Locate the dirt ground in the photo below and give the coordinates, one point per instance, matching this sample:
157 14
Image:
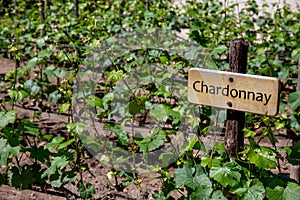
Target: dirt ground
53 123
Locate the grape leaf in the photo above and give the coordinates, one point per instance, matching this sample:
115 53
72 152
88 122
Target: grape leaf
226 174
192 177
276 193
294 100
252 190
86 190
292 191
152 141
7 118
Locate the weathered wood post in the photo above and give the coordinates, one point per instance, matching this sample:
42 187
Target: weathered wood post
295 170
234 138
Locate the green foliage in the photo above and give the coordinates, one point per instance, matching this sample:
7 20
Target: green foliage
49 54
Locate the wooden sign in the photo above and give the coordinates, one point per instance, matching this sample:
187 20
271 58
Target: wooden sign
243 92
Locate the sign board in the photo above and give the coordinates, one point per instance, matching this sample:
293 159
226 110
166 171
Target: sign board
243 92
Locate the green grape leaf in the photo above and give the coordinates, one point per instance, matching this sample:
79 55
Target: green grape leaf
135 107
252 190
57 164
227 174
276 193
122 135
184 175
218 195
292 191
94 101
294 100
201 192
31 128
64 107
192 177
152 141
22 178
220 49
262 157
7 118
86 190
4 152
293 154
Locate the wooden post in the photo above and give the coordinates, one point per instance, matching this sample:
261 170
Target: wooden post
295 170
234 138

══════════

**Tâche assignée**
Modifiez l'ensemble des enregistrements en remplaçant « dirt ground » par « bare soil », sans rien changer d'autre. Omettez les images dans votre réponse.

**Réponse proposée**
Locate the bare soil in the photo below and give the coordinates, one point per instance, matching this sample:
157 14
Image:
Target: bare soil
53 123
Locate the grape leaf in the photo above and give the coordinates, one point per instance, matching this sample:
115 53
72 152
88 122
Target: grape leaf
226 174
192 177
276 193
294 100
252 190
86 190
292 191
152 141
7 118
Locate the weathered wood post in the photo above and give the coordinates, one point per instance, matching this sample:
42 187
Target: weathered wood post
295 170
234 138
Locate the green foliage in the photo above and give the coordinates, one point per instance, matching this sample:
7 20
Target: green foliage
49 54
Locate the wooden sign in the photo above and give the coordinates, one point per instance, matching this sample:
187 20
271 58
Target: wooden sign
243 92
Locate the sign board in the photo above and give the coordinates, one point per instance, matching this sample:
293 159
226 110
166 171
Target: sign board
243 92
Locate the green grape leaf in the photo above and give the coordinates, one point per instance, matching this sample:
79 55
Target: green grape leaf
135 107
252 190
57 164
227 174
276 193
122 135
184 175
218 195
292 191
94 101
294 100
201 192
31 128
64 107
192 177
152 141
22 178
220 49
262 157
7 118
86 190
4 152
293 154
Locate the wooden post in the photo above and give the coordinates, one point per instance, matching this sample:
261 170
Target: wooden post
295 170
234 138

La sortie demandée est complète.